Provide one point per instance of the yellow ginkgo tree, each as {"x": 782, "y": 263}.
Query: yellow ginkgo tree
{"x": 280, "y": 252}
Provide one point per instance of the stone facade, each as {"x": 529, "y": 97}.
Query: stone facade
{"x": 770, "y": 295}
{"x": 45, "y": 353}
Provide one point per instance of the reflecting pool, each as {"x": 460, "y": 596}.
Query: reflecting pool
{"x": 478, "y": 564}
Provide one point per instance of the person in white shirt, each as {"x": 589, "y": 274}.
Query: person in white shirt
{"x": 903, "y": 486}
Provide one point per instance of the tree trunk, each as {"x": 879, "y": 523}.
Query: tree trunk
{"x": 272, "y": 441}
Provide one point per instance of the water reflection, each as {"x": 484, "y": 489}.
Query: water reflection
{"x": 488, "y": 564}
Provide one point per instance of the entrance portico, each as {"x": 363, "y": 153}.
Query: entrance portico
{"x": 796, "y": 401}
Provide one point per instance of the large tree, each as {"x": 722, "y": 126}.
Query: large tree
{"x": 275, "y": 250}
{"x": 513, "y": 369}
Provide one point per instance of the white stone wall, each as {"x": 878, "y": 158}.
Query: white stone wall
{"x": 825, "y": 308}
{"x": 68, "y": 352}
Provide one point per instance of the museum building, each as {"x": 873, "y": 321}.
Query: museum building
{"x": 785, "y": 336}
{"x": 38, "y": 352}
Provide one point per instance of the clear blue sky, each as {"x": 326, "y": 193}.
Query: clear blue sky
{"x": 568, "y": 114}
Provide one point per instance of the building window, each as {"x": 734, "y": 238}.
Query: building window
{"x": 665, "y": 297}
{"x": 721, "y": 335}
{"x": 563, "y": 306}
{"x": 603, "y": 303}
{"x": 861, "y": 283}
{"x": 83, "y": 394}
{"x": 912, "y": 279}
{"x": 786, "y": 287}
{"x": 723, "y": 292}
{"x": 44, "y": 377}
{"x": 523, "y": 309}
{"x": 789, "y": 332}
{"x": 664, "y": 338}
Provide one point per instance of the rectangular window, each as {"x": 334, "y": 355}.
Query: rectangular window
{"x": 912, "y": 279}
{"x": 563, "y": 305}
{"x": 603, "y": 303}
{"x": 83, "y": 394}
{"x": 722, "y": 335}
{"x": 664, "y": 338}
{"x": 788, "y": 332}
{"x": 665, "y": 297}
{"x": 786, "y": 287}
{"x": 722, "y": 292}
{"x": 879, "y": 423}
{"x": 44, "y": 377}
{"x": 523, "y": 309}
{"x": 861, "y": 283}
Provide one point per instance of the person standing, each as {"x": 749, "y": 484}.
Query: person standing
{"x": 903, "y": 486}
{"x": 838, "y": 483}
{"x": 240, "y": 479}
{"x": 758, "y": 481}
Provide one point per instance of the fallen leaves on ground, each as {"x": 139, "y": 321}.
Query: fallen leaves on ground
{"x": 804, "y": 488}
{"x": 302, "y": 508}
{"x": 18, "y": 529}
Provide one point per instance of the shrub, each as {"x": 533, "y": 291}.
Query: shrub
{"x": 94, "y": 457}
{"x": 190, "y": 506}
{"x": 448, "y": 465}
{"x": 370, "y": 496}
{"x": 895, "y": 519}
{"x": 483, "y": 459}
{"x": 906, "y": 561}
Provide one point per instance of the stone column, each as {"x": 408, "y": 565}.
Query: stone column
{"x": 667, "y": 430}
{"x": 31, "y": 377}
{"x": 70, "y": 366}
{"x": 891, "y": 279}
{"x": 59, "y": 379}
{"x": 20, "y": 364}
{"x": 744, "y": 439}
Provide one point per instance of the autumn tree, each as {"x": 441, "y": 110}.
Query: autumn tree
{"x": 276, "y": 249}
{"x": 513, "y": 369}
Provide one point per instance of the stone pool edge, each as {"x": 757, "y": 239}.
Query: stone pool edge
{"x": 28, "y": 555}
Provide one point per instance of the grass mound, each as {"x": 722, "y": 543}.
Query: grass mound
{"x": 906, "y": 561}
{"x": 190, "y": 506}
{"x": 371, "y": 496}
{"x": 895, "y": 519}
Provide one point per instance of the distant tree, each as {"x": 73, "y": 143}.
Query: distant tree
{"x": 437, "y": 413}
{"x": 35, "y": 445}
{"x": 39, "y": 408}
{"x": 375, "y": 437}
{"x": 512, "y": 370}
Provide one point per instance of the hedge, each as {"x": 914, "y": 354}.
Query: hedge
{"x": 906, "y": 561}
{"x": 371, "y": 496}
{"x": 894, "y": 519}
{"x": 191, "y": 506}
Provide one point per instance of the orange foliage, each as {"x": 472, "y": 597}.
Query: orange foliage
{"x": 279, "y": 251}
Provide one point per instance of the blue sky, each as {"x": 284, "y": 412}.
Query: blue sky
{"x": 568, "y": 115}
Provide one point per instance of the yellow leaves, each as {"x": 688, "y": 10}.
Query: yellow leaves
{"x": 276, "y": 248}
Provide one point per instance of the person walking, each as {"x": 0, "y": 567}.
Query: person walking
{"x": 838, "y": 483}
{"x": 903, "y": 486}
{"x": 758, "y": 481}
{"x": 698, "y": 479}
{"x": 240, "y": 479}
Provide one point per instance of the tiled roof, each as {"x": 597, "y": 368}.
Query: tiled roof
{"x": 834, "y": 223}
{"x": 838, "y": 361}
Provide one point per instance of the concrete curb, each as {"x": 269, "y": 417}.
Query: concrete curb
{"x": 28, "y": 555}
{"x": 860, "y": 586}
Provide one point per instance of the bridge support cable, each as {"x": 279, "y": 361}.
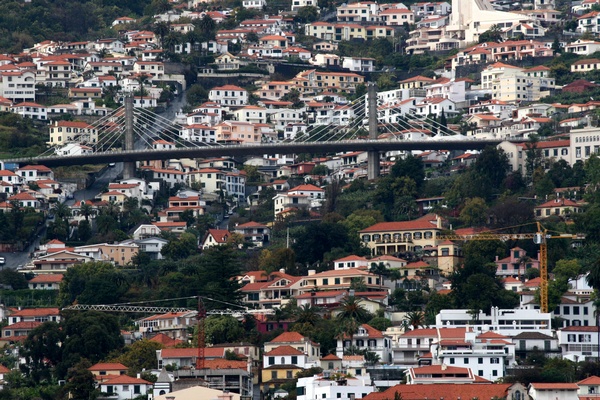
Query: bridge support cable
{"x": 171, "y": 132}
{"x": 373, "y": 157}
{"x": 174, "y": 129}
{"x": 355, "y": 125}
{"x": 318, "y": 130}
{"x": 165, "y": 131}
{"x": 110, "y": 136}
{"x": 129, "y": 140}
{"x": 107, "y": 126}
{"x": 434, "y": 125}
{"x": 320, "y": 136}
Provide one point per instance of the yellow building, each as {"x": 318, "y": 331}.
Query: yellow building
{"x": 396, "y": 237}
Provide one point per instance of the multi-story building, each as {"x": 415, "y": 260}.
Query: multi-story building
{"x": 174, "y": 325}
{"x": 397, "y": 237}
{"x": 578, "y": 343}
{"x": 487, "y": 354}
{"x": 367, "y": 338}
{"x": 325, "y": 386}
{"x": 516, "y": 264}
{"x": 228, "y": 95}
{"x": 506, "y": 322}
{"x": 62, "y": 132}
{"x": 18, "y": 86}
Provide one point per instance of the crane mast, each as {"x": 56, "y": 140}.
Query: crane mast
{"x": 201, "y": 315}
{"x": 540, "y": 238}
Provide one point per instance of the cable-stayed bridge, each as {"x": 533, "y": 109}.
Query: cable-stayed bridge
{"x": 129, "y": 134}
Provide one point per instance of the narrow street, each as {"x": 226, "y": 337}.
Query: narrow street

------------------------------------------------

Task details:
Make an exact copy of all the material, but keep the pictures out of it.

Worked answer:
Provide one point per instance of the yellow ginkgo tree, each as {"x": 782, "y": 263}.
Query: yellow ginkgo tree
{"x": 280, "y": 252}
Provide one point per instance of the stone facade, each as {"x": 529, "y": 97}.
Query: stone facade
{"x": 770, "y": 295}
{"x": 45, "y": 353}
Provide one point per instance of the reflecting pool, each as {"x": 460, "y": 596}.
Query: reflecting pool
{"x": 478, "y": 564}
Provide one point per instance of the person in white shirt, each as {"x": 589, "y": 274}.
Query: person in white shirt
{"x": 903, "y": 486}
Provide one point per instance of the tree trunk, each as {"x": 879, "y": 523}.
Query: tree trunk
{"x": 272, "y": 441}
Provide one point per instance of the water reflection, each as {"x": 484, "y": 489}.
Query: water reflection
{"x": 488, "y": 564}
Provide one point per instance of the entrance portico, each as {"x": 363, "y": 153}.
Query: entrance portico
{"x": 796, "y": 401}
Provide one point per instance of the large tree, each as {"x": 722, "y": 126}.
Query: large tree
{"x": 275, "y": 250}
{"x": 513, "y": 369}
Provide one point per instance of the white stone wall, each as {"x": 878, "y": 158}.
Query: white stone wall
{"x": 825, "y": 308}
{"x": 68, "y": 352}
Provide one point per instance of the museum building, each as {"x": 873, "y": 321}.
Query: museum building
{"x": 785, "y": 336}
{"x": 38, "y": 352}
Provide one point per instance of the clear blue sky, each as {"x": 326, "y": 193}.
Query: clear blue sky
{"x": 568, "y": 114}
Provide one point per instance of the building window, each as {"x": 734, "y": 238}.
Query: building window
{"x": 665, "y": 297}
{"x": 721, "y": 335}
{"x": 563, "y": 306}
{"x": 603, "y": 303}
{"x": 861, "y": 283}
{"x": 83, "y": 394}
{"x": 912, "y": 279}
{"x": 786, "y": 287}
{"x": 723, "y": 292}
{"x": 44, "y": 377}
{"x": 523, "y": 309}
{"x": 789, "y": 332}
{"x": 664, "y": 338}
Provide one point per instance of the rectangular window, each as {"x": 334, "y": 355}.
Query: rectangular window
{"x": 912, "y": 279}
{"x": 563, "y": 305}
{"x": 603, "y": 303}
{"x": 83, "y": 394}
{"x": 722, "y": 335}
{"x": 664, "y": 338}
{"x": 788, "y": 332}
{"x": 665, "y": 297}
{"x": 786, "y": 287}
{"x": 722, "y": 292}
{"x": 879, "y": 423}
{"x": 44, "y": 377}
{"x": 523, "y": 309}
{"x": 861, "y": 283}
Provide one point per instance of the person standing, each as {"x": 749, "y": 484}.
Query: person standing
{"x": 903, "y": 486}
{"x": 838, "y": 483}
{"x": 240, "y": 479}
{"x": 758, "y": 481}
Provide one point per instance of the fallen leaves on ground, each as {"x": 139, "y": 321}.
Query: fallen leaves on ground
{"x": 804, "y": 488}
{"x": 302, "y": 508}
{"x": 18, "y": 529}
Provide one point per instance of the shrub, each as {"x": 533, "y": 291}.
Query: shrub
{"x": 94, "y": 457}
{"x": 190, "y": 506}
{"x": 448, "y": 465}
{"x": 370, "y": 496}
{"x": 895, "y": 519}
{"x": 483, "y": 459}
{"x": 906, "y": 561}
Provide one point per instance of the stone column, each as {"x": 408, "y": 565}.
Query: stone column
{"x": 667, "y": 430}
{"x": 31, "y": 377}
{"x": 70, "y": 366}
{"x": 891, "y": 279}
{"x": 59, "y": 379}
{"x": 20, "y": 364}
{"x": 744, "y": 439}
Provide one point per instance of the autumn tree, each as {"x": 441, "y": 110}.
Query: autumn tree
{"x": 276, "y": 249}
{"x": 513, "y": 369}
Provide one point per instance of the stone pool edge, each as {"x": 757, "y": 239}.
Query: stone pool edge
{"x": 28, "y": 555}
Provide one point per instance of the grass mound, each as {"x": 722, "y": 543}.
Query: grass mound
{"x": 906, "y": 561}
{"x": 190, "y": 506}
{"x": 371, "y": 496}
{"x": 895, "y": 519}
Provide one point per instance of the distant tree, each as {"x": 73, "y": 143}.
Query: distant tree
{"x": 437, "y": 413}
{"x": 35, "y": 445}
{"x": 39, "y": 408}
{"x": 375, "y": 437}
{"x": 512, "y": 370}
Provide one point per instance of the hedge, each as {"x": 914, "y": 354}.
Query: hedge
{"x": 906, "y": 561}
{"x": 371, "y": 496}
{"x": 894, "y": 519}
{"x": 191, "y": 506}
Provide one point per instance of the orange foliage, each as {"x": 472, "y": 597}.
Query: orange foliage
{"x": 279, "y": 251}
Provide one point per instance of the blue sky, each as {"x": 284, "y": 412}.
Query: blue sky
{"x": 568, "y": 115}
Provide one point per instance of the yellow leaves, each as {"x": 688, "y": 10}.
Query: yellow leaves
{"x": 276, "y": 248}
Provide one point per instance of the person walking, each as {"x": 0, "y": 567}.
Query: person walking
{"x": 838, "y": 483}
{"x": 903, "y": 486}
{"x": 758, "y": 481}
{"x": 698, "y": 479}
{"x": 240, "y": 479}
Provide one point per instance of the tiled roof, each as {"x": 597, "y": 368}.
Query: tiled roof
{"x": 834, "y": 223}
{"x": 838, "y": 361}
Provide one point per instance of the concrete curb, each as {"x": 269, "y": 417}.
Query: concrete curb
{"x": 28, "y": 555}
{"x": 860, "y": 586}
Provide one point per instance of the bridge support cable, each as {"x": 279, "y": 361}.
Query: bridge support cable
{"x": 171, "y": 132}
{"x": 373, "y": 157}
{"x": 174, "y": 129}
{"x": 355, "y": 125}
{"x": 318, "y": 130}
{"x": 165, "y": 131}
{"x": 110, "y": 136}
{"x": 129, "y": 140}
{"x": 107, "y": 126}
{"x": 434, "y": 125}
{"x": 320, "y": 136}
Provide one point per instance of the yellow building, each as {"x": 318, "y": 331}.
Query: yellow building
{"x": 396, "y": 237}
Provide one point per instance of the multi-story building, each as {"x": 415, "y": 260}.
Query: multi-story building
{"x": 174, "y": 325}
{"x": 397, "y": 237}
{"x": 578, "y": 343}
{"x": 487, "y": 354}
{"x": 367, "y": 338}
{"x": 325, "y": 386}
{"x": 516, "y": 264}
{"x": 228, "y": 95}
{"x": 506, "y": 322}
{"x": 62, "y": 132}
{"x": 18, "y": 86}
Provide one point per instance of the crane mast, each as {"x": 56, "y": 140}.
Query: crane mast
{"x": 201, "y": 315}
{"x": 540, "y": 238}
Provide one point per instance of the cable-stayed bridge, each as {"x": 533, "y": 109}.
Query: cable-stayed bridge
{"x": 129, "y": 134}
Provide one point per instance of the narrow street, each as {"x": 226, "y": 337}.
Query: narrow street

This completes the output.